### INSTRUCTIONS TO FOLLOW
Update the listing below, changing every "Mark a dot on" to "Put a point on" and leaving all other text as it is.

### Saved data entries
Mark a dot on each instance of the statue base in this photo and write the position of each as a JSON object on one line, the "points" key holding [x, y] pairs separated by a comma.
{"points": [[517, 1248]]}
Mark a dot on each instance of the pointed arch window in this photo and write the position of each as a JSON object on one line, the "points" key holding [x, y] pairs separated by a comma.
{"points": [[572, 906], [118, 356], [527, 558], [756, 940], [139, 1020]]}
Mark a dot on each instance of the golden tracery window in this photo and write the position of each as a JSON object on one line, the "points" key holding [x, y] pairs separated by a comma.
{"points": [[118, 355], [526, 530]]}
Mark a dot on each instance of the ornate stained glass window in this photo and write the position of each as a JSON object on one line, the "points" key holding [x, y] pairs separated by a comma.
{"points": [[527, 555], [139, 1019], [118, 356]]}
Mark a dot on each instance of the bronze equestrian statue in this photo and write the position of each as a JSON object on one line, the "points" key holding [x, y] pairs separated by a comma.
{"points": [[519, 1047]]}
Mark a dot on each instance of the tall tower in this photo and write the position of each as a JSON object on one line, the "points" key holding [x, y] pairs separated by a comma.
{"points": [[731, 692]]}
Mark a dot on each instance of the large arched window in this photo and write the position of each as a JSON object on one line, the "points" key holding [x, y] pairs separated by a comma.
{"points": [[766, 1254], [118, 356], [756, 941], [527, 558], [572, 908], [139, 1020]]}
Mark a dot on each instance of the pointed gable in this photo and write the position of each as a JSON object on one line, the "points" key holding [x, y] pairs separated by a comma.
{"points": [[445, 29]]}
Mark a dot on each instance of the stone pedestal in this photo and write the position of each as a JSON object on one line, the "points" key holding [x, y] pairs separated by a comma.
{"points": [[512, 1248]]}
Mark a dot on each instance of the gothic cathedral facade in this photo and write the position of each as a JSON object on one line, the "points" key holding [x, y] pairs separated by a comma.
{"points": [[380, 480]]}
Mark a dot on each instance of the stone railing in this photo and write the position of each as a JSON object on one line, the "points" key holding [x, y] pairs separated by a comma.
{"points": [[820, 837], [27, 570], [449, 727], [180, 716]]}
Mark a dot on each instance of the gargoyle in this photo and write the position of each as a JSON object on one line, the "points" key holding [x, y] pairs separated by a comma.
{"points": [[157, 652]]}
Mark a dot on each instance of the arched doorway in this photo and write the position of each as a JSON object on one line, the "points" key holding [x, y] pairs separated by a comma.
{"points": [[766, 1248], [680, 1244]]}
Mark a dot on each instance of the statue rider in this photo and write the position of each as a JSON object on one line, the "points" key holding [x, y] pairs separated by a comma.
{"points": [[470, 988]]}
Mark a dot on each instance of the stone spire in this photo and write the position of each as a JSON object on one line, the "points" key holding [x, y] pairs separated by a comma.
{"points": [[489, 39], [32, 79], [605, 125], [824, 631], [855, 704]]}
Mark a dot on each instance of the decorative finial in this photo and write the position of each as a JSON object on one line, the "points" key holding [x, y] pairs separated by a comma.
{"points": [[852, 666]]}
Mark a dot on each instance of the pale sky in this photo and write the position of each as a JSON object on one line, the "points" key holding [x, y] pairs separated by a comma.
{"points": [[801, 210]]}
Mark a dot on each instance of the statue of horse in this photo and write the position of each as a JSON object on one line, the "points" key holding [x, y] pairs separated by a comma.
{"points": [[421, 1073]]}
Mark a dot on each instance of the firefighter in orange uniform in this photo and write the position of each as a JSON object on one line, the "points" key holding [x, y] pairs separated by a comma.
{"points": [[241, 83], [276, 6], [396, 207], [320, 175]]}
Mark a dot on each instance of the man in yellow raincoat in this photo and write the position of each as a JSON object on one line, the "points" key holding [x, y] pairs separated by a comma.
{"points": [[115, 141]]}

### COMPLETE ANSWER
Put a point on each instance of the statue base in this photo and write the position of each as a JSON object on one line, the "points" key holding [x, y] pairs separated by a comma.
{"points": [[517, 1248]]}
Put a point on each instance of the pointed arch window in this photo and write the position of each as a JSON object on one line, the "points" key holding [x, y] pairs separated by a comma.
{"points": [[572, 906], [118, 356], [527, 558], [756, 940], [139, 1020]]}
Put a point on each instance of the golden tracery window in this photo and write the position of each as a JSON object on one line, the "points" key holding [x, y] pairs separated by a comma.
{"points": [[118, 355], [526, 530]]}
Put a point on each instance of the ornate stained glass window in this photo and write the position of each as a JSON object on one line, the "points" key holding [x, y] pairs separated by a comma.
{"points": [[527, 555], [139, 1019], [118, 356]]}
Put a point on each instance of the bronze equestrian statue in this photo and write the position of each as a JSON object on one line, the "points" key holding [x, y] pairs separated by a comma.
{"points": [[519, 1047]]}
Put a point on each instance of the tall tower in this photo and write the position of each as a JSON object on one line, the "points" key holding [x, y] pairs separated by a comma.
{"points": [[731, 692]]}
Put a point on each instance of the large arched window in this photo and write the position of each as a JSON object on one line, the "points" key holding [x, y] pairs separated by a comma.
{"points": [[766, 1254], [118, 356], [756, 941], [527, 558], [572, 908], [139, 1020]]}
Put a point on each instance of the pointed gable in this photo and write the position of each as a JSON object on one line, the "points" key holding [x, y] pairs separated by a comma.
{"points": [[445, 29]]}
Put a point on each instance of the stone pedestal in this photo and write the position of each as a JSON object on one line, the "points" key holding [x, y] pairs separated by a comma.
{"points": [[512, 1248]]}
Put a point on each instance of the gothic cathedral facade in this photo and write the position of each as a JSON object on one line, the "points" key holding [x, y] pairs separated by a comma.
{"points": [[380, 480]]}
Put a point on each instance of the stone railing in this photo and write the position of each as a JSON object on one line, the "points" key holding [x, y] pairs separated by a comma.
{"points": [[820, 837], [27, 570], [449, 727], [180, 716]]}
Put a point on each instance of the gargoyle in this photo and write the position of each as a JSON object on one line, the "points" key holding [x, y] pairs separated by a comma.
{"points": [[157, 652]]}
Put a point on each instance of the arched doorway in this photo and write the position of each as a JSON object on one line, the "points" key holding [x, y] pairs separated by a comma.
{"points": [[766, 1248], [680, 1244]]}
Put a point on each instance of the statue rider in this photo and write the position of each as a JSON object on one line, the "points" key holding [x, y] pairs separated by a comma.
{"points": [[470, 988]]}
Put a point on each instance of the stone spire in this photo and write the position of each as a JSON object on one line, the "points" key holding [x, y] pairs separated by a comma.
{"points": [[489, 39], [32, 79], [605, 125], [824, 631], [855, 704]]}
Put a point on each instance of the decorative finial in this photo and write the position of each as a JSON object on one line, the "points" key holding [x, y] pairs separated by a comma.
{"points": [[852, 666]]}
Put a point on each instance of the pale sky in this photo and write the position of each as a JSON object on one line, the "points" key holding [x, y] pairs separated by a comma.
{"points": [[801, 210]]}
Put a point on each instance of the statue of horse in this photo and write the position of each as a JSON object on one line, the "points" key holding [x, y] pairs separated by a comma.
{"points": [[421, 1073]]}
Put a point on each instance of the firefighter in orange uniform in this photo and write the position of each as a JSON object on one line, the "points" key holding [x, y] pairs separated by a comma.
{"points": [[241, 83], [276, 6], [396, 207], [320, 175]]}
Put a point on each instance of the man in yellow raincoat in this photo and write the position of each as a JSON object on one line, the "points" key holding [x, y] pairs separated by a comma.
{"points": [[115, 141]]}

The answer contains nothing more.